#### REQUIRED WORK
Once the line containing "positive clicks: (297, 272)" has been written out, stop; until then, restate each line of the entries below word for word from the first.

*** Block opens ***

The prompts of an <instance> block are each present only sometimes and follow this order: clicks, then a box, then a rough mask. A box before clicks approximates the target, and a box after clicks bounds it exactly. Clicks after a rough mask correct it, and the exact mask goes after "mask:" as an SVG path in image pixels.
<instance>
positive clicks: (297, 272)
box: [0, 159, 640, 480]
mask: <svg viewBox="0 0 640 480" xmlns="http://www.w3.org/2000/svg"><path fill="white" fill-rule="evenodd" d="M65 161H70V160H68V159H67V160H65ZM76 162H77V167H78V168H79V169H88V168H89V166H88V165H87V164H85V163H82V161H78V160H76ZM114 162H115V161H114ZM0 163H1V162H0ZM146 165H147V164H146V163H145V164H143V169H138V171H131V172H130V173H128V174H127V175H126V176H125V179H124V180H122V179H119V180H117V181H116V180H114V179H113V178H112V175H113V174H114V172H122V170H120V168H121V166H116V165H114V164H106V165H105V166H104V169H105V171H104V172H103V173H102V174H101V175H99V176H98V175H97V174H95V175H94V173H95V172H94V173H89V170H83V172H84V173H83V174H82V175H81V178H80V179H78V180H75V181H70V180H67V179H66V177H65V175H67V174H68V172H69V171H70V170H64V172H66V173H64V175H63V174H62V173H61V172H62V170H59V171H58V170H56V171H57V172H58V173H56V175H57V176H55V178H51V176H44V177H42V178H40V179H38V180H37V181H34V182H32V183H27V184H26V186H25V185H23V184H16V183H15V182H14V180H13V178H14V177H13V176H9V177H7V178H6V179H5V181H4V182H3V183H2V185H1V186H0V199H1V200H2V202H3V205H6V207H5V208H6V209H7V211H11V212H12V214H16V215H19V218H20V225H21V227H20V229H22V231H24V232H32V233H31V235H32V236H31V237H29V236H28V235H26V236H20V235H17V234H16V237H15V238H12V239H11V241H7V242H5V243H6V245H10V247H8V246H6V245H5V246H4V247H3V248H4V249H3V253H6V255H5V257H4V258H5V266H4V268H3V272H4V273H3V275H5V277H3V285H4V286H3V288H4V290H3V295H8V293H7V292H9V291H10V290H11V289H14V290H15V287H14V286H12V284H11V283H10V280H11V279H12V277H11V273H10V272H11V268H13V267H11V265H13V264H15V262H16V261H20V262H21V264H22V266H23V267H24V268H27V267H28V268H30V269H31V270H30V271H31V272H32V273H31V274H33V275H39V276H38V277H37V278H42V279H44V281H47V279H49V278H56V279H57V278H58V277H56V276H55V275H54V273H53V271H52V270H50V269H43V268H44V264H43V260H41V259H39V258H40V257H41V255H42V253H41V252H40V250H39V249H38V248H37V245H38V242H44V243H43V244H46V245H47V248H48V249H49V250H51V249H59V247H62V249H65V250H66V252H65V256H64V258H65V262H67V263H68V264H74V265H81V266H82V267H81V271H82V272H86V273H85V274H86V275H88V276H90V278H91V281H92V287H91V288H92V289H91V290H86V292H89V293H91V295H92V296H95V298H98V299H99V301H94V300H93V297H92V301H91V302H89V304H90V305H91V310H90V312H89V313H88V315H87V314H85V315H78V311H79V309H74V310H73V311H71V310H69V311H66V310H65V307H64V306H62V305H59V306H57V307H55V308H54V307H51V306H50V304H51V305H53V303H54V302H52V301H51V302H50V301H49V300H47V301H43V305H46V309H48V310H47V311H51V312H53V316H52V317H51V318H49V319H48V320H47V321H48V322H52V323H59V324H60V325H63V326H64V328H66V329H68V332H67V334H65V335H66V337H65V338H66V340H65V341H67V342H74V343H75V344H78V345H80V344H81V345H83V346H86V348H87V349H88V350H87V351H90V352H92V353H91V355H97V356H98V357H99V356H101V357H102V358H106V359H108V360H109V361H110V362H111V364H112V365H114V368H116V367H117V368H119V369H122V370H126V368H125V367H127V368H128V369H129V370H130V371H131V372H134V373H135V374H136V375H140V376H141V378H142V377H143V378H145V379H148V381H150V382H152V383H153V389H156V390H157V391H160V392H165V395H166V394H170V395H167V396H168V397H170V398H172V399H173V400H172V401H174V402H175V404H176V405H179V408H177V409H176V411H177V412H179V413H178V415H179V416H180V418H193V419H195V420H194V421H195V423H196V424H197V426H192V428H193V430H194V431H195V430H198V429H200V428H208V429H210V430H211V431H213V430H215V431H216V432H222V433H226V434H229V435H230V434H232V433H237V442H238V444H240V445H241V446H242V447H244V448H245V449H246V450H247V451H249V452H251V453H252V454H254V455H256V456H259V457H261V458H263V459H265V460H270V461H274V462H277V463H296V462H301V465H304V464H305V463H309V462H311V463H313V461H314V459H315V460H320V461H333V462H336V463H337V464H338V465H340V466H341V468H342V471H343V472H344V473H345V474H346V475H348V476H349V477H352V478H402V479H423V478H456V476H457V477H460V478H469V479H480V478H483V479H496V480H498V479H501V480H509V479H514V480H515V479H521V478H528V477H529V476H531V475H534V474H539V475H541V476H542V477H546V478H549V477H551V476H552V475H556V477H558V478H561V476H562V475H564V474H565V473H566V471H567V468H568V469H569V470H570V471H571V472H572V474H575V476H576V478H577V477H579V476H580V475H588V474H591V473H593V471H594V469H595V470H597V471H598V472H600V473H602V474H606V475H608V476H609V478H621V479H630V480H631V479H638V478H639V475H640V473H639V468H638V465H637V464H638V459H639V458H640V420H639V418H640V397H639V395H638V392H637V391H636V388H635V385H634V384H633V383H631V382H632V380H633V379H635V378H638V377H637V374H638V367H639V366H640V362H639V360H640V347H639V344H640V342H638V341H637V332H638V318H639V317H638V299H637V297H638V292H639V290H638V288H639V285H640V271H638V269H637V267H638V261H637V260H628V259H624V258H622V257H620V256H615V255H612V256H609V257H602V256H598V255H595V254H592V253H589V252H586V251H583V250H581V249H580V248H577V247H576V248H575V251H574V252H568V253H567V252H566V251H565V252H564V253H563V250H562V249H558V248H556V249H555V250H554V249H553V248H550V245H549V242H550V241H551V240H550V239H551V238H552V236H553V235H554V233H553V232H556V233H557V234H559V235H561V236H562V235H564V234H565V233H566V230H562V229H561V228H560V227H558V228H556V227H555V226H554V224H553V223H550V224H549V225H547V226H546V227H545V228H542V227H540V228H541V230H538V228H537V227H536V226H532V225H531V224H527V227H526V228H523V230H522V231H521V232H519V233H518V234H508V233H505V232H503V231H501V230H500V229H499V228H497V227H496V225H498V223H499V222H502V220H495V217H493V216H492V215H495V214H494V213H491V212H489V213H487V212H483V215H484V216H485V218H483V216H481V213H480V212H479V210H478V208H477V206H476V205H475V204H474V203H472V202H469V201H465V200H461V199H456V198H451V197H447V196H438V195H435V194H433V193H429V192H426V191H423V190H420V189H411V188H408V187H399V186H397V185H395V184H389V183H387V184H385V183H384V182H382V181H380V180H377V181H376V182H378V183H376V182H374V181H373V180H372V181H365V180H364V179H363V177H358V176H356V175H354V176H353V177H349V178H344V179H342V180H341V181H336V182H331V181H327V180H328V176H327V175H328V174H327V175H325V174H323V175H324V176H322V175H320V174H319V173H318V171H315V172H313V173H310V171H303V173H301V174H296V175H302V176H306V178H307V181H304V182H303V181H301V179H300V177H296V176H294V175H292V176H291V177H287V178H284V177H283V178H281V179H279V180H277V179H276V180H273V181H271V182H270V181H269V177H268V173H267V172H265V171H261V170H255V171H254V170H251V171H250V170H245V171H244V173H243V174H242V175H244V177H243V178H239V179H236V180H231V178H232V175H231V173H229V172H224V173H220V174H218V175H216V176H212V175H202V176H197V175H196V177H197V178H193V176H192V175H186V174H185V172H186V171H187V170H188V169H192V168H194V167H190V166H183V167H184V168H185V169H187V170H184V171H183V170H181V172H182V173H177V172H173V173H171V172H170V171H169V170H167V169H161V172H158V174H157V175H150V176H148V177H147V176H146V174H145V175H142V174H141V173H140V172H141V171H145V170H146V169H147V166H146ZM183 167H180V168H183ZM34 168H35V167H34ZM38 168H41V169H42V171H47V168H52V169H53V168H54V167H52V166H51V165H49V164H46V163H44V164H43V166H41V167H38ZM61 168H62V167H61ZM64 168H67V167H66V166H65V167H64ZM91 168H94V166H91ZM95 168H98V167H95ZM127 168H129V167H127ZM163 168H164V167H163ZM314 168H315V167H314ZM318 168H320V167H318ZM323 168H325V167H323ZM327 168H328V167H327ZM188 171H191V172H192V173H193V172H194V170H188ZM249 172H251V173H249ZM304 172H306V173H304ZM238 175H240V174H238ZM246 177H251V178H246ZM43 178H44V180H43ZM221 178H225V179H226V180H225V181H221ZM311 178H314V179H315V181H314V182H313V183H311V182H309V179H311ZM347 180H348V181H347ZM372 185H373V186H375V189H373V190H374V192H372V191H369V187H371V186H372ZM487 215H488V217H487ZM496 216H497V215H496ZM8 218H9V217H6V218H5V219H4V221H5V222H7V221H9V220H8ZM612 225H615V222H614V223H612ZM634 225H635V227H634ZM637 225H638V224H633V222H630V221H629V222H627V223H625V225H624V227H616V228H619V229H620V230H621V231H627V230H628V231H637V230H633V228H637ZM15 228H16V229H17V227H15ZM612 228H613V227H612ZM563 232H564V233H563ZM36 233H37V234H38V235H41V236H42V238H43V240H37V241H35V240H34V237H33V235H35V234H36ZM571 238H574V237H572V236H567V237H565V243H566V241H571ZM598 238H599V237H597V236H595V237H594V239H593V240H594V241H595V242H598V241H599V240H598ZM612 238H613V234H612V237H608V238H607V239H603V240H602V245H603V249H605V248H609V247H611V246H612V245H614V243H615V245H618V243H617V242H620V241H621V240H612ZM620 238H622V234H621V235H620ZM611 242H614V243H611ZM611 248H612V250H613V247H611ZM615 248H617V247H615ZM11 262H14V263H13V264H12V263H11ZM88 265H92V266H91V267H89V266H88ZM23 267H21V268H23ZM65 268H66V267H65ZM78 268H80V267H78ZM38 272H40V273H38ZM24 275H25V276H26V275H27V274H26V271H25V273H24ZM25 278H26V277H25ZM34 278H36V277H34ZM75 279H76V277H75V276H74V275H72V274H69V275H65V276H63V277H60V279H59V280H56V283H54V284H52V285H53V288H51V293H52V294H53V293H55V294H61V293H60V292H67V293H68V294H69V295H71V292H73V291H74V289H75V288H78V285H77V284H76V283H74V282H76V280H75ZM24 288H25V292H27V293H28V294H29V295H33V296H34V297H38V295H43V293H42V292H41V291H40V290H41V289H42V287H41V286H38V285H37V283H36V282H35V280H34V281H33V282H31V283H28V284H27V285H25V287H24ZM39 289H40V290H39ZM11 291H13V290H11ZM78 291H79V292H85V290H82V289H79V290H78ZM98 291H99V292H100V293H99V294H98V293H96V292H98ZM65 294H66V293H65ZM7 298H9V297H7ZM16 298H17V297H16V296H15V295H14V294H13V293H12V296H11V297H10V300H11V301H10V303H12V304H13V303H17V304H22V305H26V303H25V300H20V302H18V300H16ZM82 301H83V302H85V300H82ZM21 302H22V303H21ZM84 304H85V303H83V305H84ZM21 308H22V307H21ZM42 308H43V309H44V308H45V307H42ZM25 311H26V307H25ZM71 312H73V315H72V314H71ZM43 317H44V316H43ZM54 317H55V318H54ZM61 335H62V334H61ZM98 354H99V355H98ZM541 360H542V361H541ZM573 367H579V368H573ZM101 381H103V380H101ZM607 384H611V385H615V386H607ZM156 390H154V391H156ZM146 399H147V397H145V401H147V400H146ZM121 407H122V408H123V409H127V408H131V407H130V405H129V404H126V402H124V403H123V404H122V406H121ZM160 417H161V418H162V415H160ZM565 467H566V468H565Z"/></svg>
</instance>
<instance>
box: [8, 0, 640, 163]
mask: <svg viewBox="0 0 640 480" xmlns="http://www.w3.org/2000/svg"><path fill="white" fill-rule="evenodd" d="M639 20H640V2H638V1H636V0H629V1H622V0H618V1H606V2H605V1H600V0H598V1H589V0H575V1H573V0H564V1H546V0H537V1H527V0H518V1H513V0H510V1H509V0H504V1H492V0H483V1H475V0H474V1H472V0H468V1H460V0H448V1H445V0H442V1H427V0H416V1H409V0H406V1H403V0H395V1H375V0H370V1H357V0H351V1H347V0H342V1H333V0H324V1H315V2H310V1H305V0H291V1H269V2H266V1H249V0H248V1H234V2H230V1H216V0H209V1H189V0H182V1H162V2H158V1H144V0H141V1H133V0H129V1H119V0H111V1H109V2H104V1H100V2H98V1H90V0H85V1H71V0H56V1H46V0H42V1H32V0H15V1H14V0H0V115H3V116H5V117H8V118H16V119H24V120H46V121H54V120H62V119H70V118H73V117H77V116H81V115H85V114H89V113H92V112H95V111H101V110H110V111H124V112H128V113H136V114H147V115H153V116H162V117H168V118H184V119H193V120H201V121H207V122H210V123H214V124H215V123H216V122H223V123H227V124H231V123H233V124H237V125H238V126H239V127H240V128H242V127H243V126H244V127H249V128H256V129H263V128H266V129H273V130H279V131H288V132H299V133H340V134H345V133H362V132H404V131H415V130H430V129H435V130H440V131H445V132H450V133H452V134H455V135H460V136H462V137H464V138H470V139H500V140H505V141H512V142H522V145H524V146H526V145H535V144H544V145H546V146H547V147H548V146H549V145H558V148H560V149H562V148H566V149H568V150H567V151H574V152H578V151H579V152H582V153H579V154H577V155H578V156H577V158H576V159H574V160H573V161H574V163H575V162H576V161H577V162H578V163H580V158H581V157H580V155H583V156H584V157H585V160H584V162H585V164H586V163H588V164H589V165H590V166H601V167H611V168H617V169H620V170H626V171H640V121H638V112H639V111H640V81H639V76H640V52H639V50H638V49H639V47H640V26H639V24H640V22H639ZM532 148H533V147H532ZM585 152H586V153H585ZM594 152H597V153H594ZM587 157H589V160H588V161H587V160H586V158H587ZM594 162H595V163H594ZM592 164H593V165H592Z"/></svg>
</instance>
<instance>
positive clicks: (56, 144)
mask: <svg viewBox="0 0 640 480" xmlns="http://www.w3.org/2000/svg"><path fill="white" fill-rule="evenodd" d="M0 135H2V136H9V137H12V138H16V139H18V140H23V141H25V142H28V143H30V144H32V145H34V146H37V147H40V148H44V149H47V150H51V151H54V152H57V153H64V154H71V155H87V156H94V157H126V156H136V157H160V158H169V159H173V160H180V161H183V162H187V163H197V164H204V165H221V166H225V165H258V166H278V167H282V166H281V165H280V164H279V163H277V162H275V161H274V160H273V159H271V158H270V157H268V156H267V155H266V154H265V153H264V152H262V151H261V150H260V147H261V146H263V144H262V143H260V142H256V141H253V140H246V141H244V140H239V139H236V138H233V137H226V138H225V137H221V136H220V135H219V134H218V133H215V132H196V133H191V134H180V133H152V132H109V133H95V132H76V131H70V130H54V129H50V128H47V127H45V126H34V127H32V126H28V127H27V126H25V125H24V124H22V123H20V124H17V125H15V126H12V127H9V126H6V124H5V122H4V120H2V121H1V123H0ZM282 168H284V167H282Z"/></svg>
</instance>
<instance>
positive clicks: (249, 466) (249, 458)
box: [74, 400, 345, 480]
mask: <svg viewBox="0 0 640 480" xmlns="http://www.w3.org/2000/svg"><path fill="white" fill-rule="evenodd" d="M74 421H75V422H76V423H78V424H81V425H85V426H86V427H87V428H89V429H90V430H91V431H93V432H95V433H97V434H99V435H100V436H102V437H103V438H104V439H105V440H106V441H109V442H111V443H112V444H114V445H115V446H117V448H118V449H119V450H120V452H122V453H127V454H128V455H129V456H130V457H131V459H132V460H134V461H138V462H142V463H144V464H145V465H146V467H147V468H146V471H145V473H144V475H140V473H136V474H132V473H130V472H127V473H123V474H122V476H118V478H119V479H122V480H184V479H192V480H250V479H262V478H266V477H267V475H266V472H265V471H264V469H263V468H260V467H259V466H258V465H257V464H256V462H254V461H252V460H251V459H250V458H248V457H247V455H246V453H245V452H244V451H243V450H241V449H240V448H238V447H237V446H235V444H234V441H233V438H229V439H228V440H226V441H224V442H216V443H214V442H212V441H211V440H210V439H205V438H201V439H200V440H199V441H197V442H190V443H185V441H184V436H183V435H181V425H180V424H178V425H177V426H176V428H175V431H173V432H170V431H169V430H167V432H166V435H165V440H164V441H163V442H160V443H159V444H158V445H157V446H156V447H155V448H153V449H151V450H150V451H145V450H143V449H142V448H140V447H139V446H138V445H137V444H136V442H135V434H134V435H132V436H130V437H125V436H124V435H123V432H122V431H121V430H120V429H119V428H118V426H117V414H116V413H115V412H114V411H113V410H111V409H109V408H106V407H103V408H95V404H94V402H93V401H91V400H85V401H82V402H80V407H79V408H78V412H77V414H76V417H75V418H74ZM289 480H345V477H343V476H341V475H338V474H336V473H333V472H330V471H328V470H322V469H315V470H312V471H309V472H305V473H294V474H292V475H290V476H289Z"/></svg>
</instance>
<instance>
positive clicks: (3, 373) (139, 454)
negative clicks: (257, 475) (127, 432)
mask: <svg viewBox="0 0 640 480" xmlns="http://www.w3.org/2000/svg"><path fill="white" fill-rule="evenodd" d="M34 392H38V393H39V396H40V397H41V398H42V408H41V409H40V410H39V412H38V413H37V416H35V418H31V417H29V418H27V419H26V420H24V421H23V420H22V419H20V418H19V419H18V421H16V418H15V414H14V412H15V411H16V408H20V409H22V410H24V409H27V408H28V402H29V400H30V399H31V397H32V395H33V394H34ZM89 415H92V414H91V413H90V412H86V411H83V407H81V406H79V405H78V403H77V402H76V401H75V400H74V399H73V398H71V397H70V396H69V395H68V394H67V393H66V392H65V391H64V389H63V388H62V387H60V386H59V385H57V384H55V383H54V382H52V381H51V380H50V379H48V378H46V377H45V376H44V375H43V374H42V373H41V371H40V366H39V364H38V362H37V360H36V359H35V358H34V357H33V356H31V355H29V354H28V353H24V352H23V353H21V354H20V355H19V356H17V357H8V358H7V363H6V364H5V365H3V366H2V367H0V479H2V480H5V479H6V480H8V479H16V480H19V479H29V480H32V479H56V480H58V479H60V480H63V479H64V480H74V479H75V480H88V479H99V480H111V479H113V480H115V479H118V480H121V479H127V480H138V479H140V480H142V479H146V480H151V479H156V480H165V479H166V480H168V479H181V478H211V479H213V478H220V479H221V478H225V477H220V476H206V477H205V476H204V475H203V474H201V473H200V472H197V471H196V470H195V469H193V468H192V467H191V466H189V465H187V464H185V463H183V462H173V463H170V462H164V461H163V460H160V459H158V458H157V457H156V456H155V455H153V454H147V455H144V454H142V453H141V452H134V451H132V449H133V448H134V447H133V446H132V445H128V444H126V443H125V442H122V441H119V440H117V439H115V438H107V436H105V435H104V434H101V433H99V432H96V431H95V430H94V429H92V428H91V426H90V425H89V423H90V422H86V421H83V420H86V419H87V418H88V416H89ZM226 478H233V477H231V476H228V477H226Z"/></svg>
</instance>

*** Block closes ***

#### TASK OUTPUT
The prompts of an <instance> block are each present only sometimes and follow this order: clicks, then a box, then a rough mask. A box before clicks approximates the target, and a box after clicks bounds it exactly. Clicks after a rough mask correct it, and the exact mask goes after "mask:" as an SVG path in image pixels.
<instance>
positive clicks: (297, 272)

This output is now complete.